HSPには医学的な定義や科学的根拠があるわけではないものの、世間一般で語られるものとしては、上記のような気質やタイプに分けられるとされています
発達障害とHSP(エイチエスピー)の違い
HSP(エイチエスピー)は、発達障害と似ているといわれることがあります。しかし、HSPが医学的な診断名ではなく気質を示す概念であるのに対し、発達障害は医学的な診断名である点で大きく異なります。
発達障害は、脳機能の発達に関係する障害です。発達障害と一口にいっても「注意欠如多動症(ADHD )」や「自閉スペクトラム症(ASD)」、「限局性学習症」など種類はさまざまです。
それらのうち、例えば、衝動性と多動性が特徴の「注意欠如多動症(ADHD )」と、活動的で刺激を求めるHSS型のHSPの方は、似ているといわれることも少なくありません。
また、感覚が過敏で対人関係が苦手な「自閉スペクトラム症(ASD)」と、敏感で対人関係に疲れやすいHSPが似ているといわれることもあります。
特徴が似ているとはいえ、HSPは、あくまでその人の気質や性質を表す言葉で、HSPに分類されるのに第三者の診断を必要としません。一方の注意欠如多動症(ADHD )や自閉スペクトラム症(ASD)などの発達障害は、医師の診断とされます。
両者は特性に似ている部分があっても、あくまで異なる分類の言葉です。
HSP(エイチエスピー)の問題点
世間からの注目度が高いHSP(エイチエスピー)ですが、注意点もいくつかあります。HSPは、医学的な定義や支援といった枠組みがないために、本人の生きづらさにつけこんだビジネスなどに悪用されてしまうといったケースも少なくありません。
以下では、注意したい問題や課題について解説します。
HSP資格ビジネスの増加
HSP(エイチエスピー)を専門に扱う資格といったものは存在しませんが、HSPカウンセラーやHSPアドバイザーといった資格が得られるとうたう「HSP資格ビジネス」が増えています。
注意したい点は、そうした資格ビジネス講座には、「HSPは才能」と扱うなど、学術的な見解とは乖離するHSP理解に基づいて行われているものが少なくないことです。

▶ データ抜粋
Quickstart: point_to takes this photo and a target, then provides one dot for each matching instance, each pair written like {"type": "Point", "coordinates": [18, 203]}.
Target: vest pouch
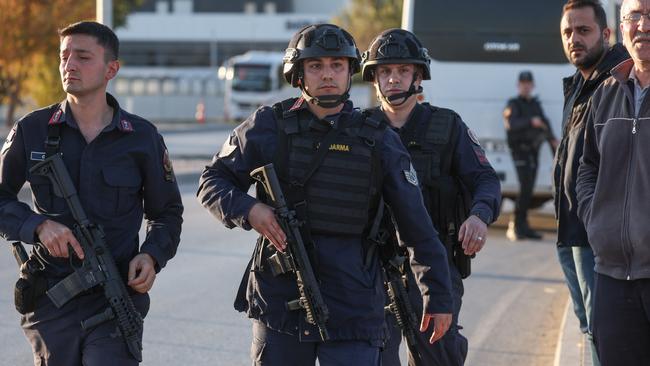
{"type": "Point", "coordinates": [28, 290]}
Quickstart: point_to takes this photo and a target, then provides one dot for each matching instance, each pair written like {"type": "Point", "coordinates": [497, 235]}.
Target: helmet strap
{"type": "Point", "coordinates": [403, 95]}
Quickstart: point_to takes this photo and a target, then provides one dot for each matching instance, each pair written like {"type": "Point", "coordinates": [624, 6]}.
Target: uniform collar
{"type": "Point", "coordinates": [63, 114]}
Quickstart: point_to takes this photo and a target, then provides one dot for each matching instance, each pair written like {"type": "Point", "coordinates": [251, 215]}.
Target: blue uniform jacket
{"type": "Point", "coordinates": [122, 174]}
{"type": "Point", "coordinates": [354, 295]}
{"type": "Point", "coordinates": [471, 166]}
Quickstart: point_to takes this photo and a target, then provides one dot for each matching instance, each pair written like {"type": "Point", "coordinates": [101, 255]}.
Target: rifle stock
{"type": "Point", "coordinates": [98, 266]}
{"type": "Point", "coordinates": [311, 299]}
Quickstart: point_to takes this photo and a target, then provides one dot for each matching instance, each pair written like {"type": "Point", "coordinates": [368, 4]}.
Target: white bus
{"type": "Point", "coordinates": [478, 49]}
{"type": "Point", "coordinates": [251, 80]}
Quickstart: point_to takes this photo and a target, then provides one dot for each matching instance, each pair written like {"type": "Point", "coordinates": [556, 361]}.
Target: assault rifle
{"type": "Point", "coordinates": [392, 261]}
{"type": "Point", "coordinates": [296, 257]}
{"type": "Point", "coordinates": [97, 267]}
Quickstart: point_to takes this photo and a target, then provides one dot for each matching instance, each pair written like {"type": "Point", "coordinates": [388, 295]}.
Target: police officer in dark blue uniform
{"type": "Point", "coordinates": [461, 190]}
{"type": "Point", "coordinates": [121, 170]}
{"type": "Point", "coordinates": [526, 129]}
{"type": "Point", "coordinates": [364, 160]}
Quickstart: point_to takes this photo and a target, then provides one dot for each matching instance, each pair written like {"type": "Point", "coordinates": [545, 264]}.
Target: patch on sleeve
{"type": "Point", "coordinates": [507, 112]}
{"type": "Point", "coordinates": [411, 176]}
{"type": "Point", "coordinates": [229, 146]}
{"type": "Point", "coordinates": [9, 140]}
{"type": "Point", "coordinates": [167, 166]}
{"type": "Point", "coordinates": [480, 155]}
{"type": "Point", "coordinates": [472, 136]}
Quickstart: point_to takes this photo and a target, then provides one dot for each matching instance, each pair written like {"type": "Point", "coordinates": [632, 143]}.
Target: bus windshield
{"type": "Point", "coordinates": [247, 77]}
{"type": "Point", "coordinates": [491, 31]}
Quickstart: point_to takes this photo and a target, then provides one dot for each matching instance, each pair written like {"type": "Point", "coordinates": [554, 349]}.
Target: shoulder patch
{"type": "Point", "coordinates": [480, 155]}
{"type": "Point", "coordinates": [228, 147]}
{"type": "Point", "coordinates": [411, 176]}
{"type": "Point", "coordinates": [167, 166]}
{"type": "Point", "coordinates": [472, 136]}
{"type": "Point", "coordinates": [507, 112]}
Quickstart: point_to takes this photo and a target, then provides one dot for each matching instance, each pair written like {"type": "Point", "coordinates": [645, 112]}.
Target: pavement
{"type": "Point", "coordinates": [572, 348]}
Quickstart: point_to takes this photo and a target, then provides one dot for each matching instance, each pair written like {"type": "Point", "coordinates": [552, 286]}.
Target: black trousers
{"type": "Point", "coordinates": [525, 159]}
{"type": "Point", "coordinates": [450, 350]}
{"type": "Point", "coordinates": [621, 321]}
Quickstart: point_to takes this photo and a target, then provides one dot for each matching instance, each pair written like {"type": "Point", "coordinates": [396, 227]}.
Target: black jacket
{"type": "Point", "coordinates": [614, 178]}
{"type": "Point", "coordinates": [577, 94]}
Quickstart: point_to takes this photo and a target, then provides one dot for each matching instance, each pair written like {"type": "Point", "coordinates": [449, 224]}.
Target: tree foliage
{"type": "Point", "coordinates": [29, 46]}
{"type": "Point", "coordinates": [365, 19]}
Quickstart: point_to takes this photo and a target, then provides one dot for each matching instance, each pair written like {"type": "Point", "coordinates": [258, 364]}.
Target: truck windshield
{"type": "Point", "coordinates": [248, 77]}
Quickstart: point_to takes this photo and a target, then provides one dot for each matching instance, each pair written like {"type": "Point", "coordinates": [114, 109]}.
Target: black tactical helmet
{"type": "Point", "coordinates": [395, 46]}
{"type": "Point", "coordinates": [318, 40]}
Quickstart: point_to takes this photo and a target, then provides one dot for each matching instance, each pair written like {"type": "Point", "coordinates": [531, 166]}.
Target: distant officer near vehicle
{"type": "Point", "coordinates": [612, 187]}
{"type": "Point", "coordinates": [334, 165]}
{"type": "Point", "coordinates": [585, 38]}
{"type": "Point", "coordinates": [526, 129]}
{"type": "Point", "coordinates": [121, 170]}
{"type": "Point", "coordinates": [461, 190]}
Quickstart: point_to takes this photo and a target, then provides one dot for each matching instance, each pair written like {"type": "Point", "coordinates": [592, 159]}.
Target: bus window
{"type": "Point", "coordinates": [122, 86]}
{"type": "Point", "coordinates": [248, 77]}
{"type": "Point", "coordinates": [491, 31]}
{"type": "Point", "coordinates": [138, 86]}
{"type": "Point", "coordinates": [153, 86]}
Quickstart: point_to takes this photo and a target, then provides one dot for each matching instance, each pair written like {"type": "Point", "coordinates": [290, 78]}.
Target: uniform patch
{"type": "Point", "coordinates": [126, 126]}
{"type": "Point", "coordinates": [36, 156]}
{"type": "Point", "coordinates": [227, 148]}
{"type": "Point", "coordinates": [472, 136]}
{"type": "Point", "coordinates": [9, 139]}
{"type": "Point", "coordinates": [56, 117]}
{"type": "Point", "coordinates": [339, 147]}
{"type": "Point", "coordinates": [411, 176]}
{"type": "Point", "coordinates": [297, 104]}
{"type": "Point", "coordinates": [167, 165]}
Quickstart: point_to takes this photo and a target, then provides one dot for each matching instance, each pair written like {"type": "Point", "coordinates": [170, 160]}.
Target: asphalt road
{"type": "Point", "coordinates": [511, 311]}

▶ 課題
HSPと発達障害についての文章で、発達障害の種類として挙げられている名称をすべて書き出してください。

▶ 解答
注意欠如多動症(ADHD)
自閉スペクトラム症(ASD)
限局性学習症